The task
Repeat the records in full and exactly, omitting pictures.
BEGIN Excerpted data
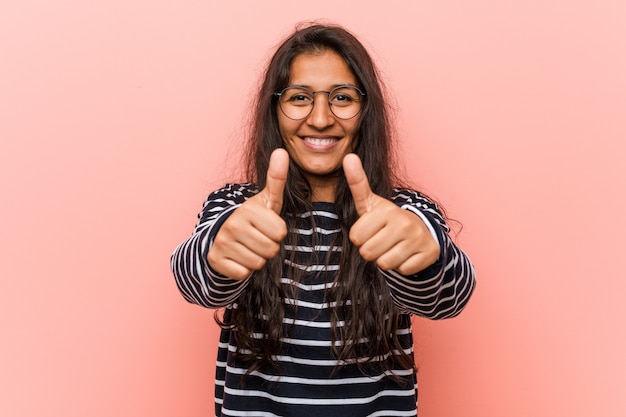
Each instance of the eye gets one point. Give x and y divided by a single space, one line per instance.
344 96
297 97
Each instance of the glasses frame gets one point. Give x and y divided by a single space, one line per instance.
330 105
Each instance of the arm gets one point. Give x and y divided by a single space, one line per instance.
196 280
443 289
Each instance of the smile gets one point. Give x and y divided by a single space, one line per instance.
320 141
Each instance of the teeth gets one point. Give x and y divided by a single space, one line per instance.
319 141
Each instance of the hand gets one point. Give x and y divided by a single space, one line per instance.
253 232
392 237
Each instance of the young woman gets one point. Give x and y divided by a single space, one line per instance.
319 261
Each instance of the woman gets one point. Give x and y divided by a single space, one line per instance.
322 257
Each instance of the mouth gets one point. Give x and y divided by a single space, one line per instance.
320 142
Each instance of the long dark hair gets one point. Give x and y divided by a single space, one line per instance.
259 309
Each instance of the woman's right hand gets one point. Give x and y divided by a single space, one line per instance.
252 234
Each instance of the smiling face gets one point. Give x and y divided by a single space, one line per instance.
318 143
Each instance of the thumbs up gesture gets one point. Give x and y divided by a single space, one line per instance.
392 237
253 232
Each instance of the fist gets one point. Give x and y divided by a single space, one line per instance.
394 238
252 234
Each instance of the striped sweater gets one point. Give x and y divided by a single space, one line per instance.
309 383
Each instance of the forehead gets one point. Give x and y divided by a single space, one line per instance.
321 70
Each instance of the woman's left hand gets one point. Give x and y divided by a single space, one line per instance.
392 237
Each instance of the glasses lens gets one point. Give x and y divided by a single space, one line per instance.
296 102
345 102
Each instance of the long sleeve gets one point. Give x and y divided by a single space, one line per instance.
195 279
443 289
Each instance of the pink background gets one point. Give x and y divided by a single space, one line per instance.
118 117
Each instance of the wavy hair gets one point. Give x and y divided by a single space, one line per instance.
260 309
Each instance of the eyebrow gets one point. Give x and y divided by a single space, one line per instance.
308 87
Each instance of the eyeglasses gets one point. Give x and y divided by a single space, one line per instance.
297 102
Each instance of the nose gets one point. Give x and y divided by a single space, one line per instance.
321 116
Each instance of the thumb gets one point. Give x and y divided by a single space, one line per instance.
358 183
276 178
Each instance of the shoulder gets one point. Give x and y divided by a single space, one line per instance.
235 192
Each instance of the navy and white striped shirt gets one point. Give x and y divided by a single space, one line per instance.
309 382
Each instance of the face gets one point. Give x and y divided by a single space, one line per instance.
318 143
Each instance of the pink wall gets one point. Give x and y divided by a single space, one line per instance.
115 120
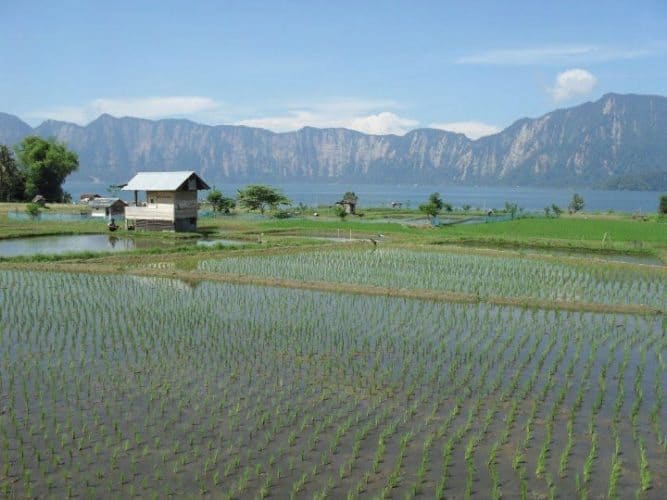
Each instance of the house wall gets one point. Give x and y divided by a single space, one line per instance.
166 210
159 206
185 204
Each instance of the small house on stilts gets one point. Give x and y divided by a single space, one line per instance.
170 202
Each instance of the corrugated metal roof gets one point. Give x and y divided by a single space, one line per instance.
162 181
104 202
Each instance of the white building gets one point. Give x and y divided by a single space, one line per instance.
107 207
170 201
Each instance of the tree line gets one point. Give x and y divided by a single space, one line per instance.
35 167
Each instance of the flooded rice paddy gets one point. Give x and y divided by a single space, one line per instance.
129 386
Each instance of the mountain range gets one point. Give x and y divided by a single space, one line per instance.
618 142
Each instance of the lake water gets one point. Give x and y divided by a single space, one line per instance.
64 244
89 243
412 195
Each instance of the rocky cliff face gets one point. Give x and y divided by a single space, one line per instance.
587 145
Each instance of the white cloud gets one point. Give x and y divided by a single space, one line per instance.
572 83
472 130
369 116
557 54
364 116
154 107
147 107
382 123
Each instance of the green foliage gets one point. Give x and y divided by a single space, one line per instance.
350 196
662 207
45 165
576 204
32 209
259 197
556 210
219 202
12 183
433 206
340 211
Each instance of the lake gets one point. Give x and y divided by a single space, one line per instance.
412 195
91 243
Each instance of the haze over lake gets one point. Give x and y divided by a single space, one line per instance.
530 199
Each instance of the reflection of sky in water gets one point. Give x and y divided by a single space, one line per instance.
372 195
64 244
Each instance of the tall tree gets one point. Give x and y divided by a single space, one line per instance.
662 207
258 197
433 206
45 165
12 183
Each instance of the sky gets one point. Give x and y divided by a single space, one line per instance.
387 67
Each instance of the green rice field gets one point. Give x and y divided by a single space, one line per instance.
122 386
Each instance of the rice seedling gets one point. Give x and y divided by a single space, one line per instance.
194 387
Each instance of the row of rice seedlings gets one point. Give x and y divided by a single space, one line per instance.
147 401
475 274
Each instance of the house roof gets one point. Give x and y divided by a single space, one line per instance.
163 181
104 202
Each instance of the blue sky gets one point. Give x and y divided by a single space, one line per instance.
378 67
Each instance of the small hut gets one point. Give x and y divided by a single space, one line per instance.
349 202
170 202
39 200
87 197
107 207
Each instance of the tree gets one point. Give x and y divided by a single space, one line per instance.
219 202
662 208
12 183
433 206
576 204
340 211
33 209
258 197
351 197
556 210
45 165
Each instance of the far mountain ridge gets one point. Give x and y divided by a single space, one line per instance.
589 145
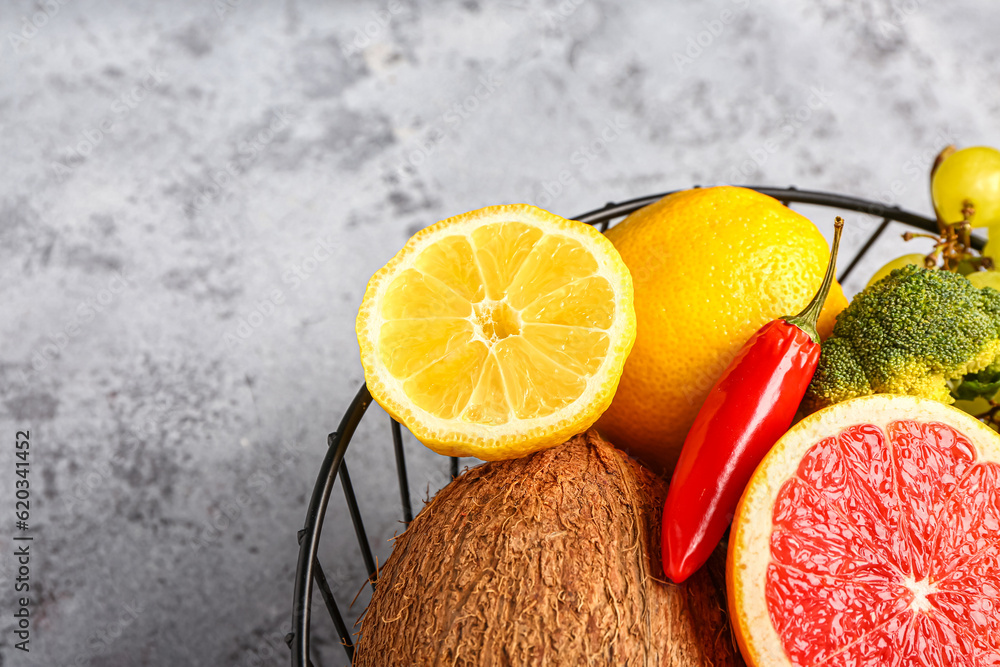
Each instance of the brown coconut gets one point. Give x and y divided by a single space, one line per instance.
552 559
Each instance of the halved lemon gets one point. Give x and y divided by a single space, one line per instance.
498 332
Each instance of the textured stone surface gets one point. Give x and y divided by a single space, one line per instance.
179 339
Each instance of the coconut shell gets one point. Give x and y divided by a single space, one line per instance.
551 559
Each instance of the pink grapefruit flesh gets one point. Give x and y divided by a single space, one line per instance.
883 543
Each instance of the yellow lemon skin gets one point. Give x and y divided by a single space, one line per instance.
709 267
499 332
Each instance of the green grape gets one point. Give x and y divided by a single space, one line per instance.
END Excerpted data
Response to the exercise
Each instance of the eye gets one point. Give x and y divided by a single space, one line per instance.
344 96
297 97
Each instance of the glasses frame gets one point. Give x and y divided by a single space, one line per instance.
330 105
Each instance of the arm gets one point. Give x and y divided by a single space, one line per instance.
196 280
443 289
Each instance of the smile gets one point. Give x and y divided by a single space, one line per instance.
320 141
Each instance of the teeth gets one point. Give x and y divided by a single space, one line per instance.
319 141
Each instance of the hand gets one point. Give x and y divided by a single space, one line per instance.
253 232
392 237
Each instance of the young woman gets one point. Give x and y divided by a single space, one line per instance.
319 261
Each instance of the woman gets one point. Give x and y divided by a single space, one line per instance.
322 257
Each instance of the mouth gets one point. Give x and y divided by a single space, one line per instance.
320 142
Each instance of the long dark hair gets one point. Give x and y divided by a single space, one line per instance.
259 309
Each instance of the woman's right hand gets one point. Give x and y divided by a single space, one line per instance.
252 234
Each instance of the smiling face gets one point. Give x and y divided by a single space, one line per instance.
318 143
Each instance of the thumbs up gesture gets one point. Give x and y divided by a single space, one line per instance.
392 237
253 232
Each instance of the fist gets one point. Give x and y divided by a single space, one line per instance.
394 238
252 234
Each instance of the striped sweater gets one point. Give x and y divided by a single space, one line per instance.
309 383
Each instance of the forehead gets one point. Give x and y divided by a single space, one line per instance.
321 70
Each instance of the woman's left hand gets one point. Give x and y divided by a single space, one line per instance.
392 237
Each instance of the glasses lens gets one point. Give x and y divided by a single space, one line per instance.
296 102
345 102
Each instance of the long sleeve gets one point. Give x and y divided by a single space, one line per instance.
195 279
443 289
Each instance of the pink background gets one point. Give x and y divided by a single space, one line per instance.
118 117
Each instance of the wavy hair gets one point. Give x and y divided by a single space, one line per instance.
260 309
Each instance of the eyebrow gets one point. Give x and y divided by a single space, one line per instance.
308 87
Each instance of the eyeglasses gets one point. Give x and y divided by a single space, one line per instance.
297 102
Each instance of the nose gets one point. Give x and y divided by a single space, one line per instance.
321 116
Each instance of the thumb gets one point. Give x and y divided by a single space, one line per instance.
358 183
276 178
Each instance of the shoulder gets one point. Give x and y divided by a single space, one line per instance.
235 192
Each instance of the navy and white striped shirt gets one point. Give x and y divided by a single space, one line per instance.
309 382
Each instance of the face gets one point. Give x and y divided by a single space, one line per instance.
318 143
Each instance of the pink wall gets one point. Give x and y divided by a single space, one line per instance.
115 120
Each instance of the house wall gets one point. Give x and y divided by a single space, one line per instance.
166 210
159 206
185 204
Each instance of the small house on stilts gets one point. Give x and y divided by a single space, one line per instance.
170 202
Each instance of the corrugated metal roof gets one point. Give x and y divided by a single space, one line per instance.
162 181
104 202
Each instance of the white building gets one point. Give x and y divided by a single space, one line per instance.
107 207
170 201
Each instance of the tree line gets one point. Give x and y divided by a single space, one line per instance.
35 167
Each instance of the flooded rice paddy gets one point. Give x and y divided by a single space, one line per instance.
129 386
Each instance of the mountain range gets one point. Give x and y divided by a single space, one line per instance.
618 142
Each instance of the lake water gets one point. Give x and y divided by a single space, one line per instance.
64 244
89 243
412 195
Each instance of the rocky cliff face gets one point. Give x and y divided by a single space, one line per instance.
587 145
Each instance of the white cloud gets one point. Give x and y divided by a single space, one line per instance.
572 83
472 130
369 116
557 54
364 116
154 107
147 107
382 123
Each instance of the green foliage gets one point. Give x and y divided by a single space, one line per instance.
350 196
662 207
45 165
576 204
32 209
259 197
556 210
219 202
12 183
433 206
340 211
Each instance of the lake gets one point. Give x and y divided by a single space, one line per instance.
412 195
91 243
Each instance of the haze over lake gets one point. Give x and y divided by a single space, one line per instance.
530 199
Each instance of the reflection of sky in water gets one point. Give x and y divided by a single space, one line per instance.
372 195
64 244
Each instance of the tall tree gets one point. Give x and y divided by a single space, one line per instance.
662 207
258 197
433 206
45 165
12 183
Each instance of the sky gets one point. Give x and y divided by a single space, one line per instance.
387 67
Each instance of the green rice field gets one point. Give x and y divided by a single space, one line per instance.
122 386
Each instance of the rice seedling gets one point. Give x and y divided by a single space, one line per instance.
194 387
Each instance of the row of rice seedlings gets one point. Give x and y divided by a single space, one line per instance.
147 401
475 274
Each instance of the house roof gets one point. Give x and y divided by a single space, one line per instance.
163 181
104 202
Each instance of the blue sky gets one point. Give x and y divided by a single space, one line per instance.
378 67
Each instance of the small hut gets one point. Give x and y divided by a single space, one line per instance.
349 202
170 202
39 200
87 197
107 207
Each instance of the tree gets one point. Give x and y divided by a single space, one line per instance.
219 202
662 208
12 183
433 206
576 204
340 211
33 209
258 197
351 197
556 210
45 165
Each instance of the far mountain ridge gets one point. Give x and y divided by a single space, one line per instance.
589 145
Each instance of the brown coconut gets one point. Give x and y divided by a single space, one line per instance.
552 559
Each instance of the halved lemon gets one point. Give x and y divided by a single space, one line per instance.
498 332
Each instance of the textured stone surface gets one point. Give x and y divided by a single space, one line per instance.
179 339
Each instance of the coconut shell gets one point. Give x and y divided by a single space, one line per instance.
551 559
Each instance of the pink grapefruit flesh gets one point. Give x and y divided by a single space, one line per instance.
883 543
Each instance of the yellow lemon skin gets one point. Give x and y divided by a single space, one line per instance.
709 267
499 332
Each instance of the green grape gets one point. Give x and y divided by a single space, one line per instance.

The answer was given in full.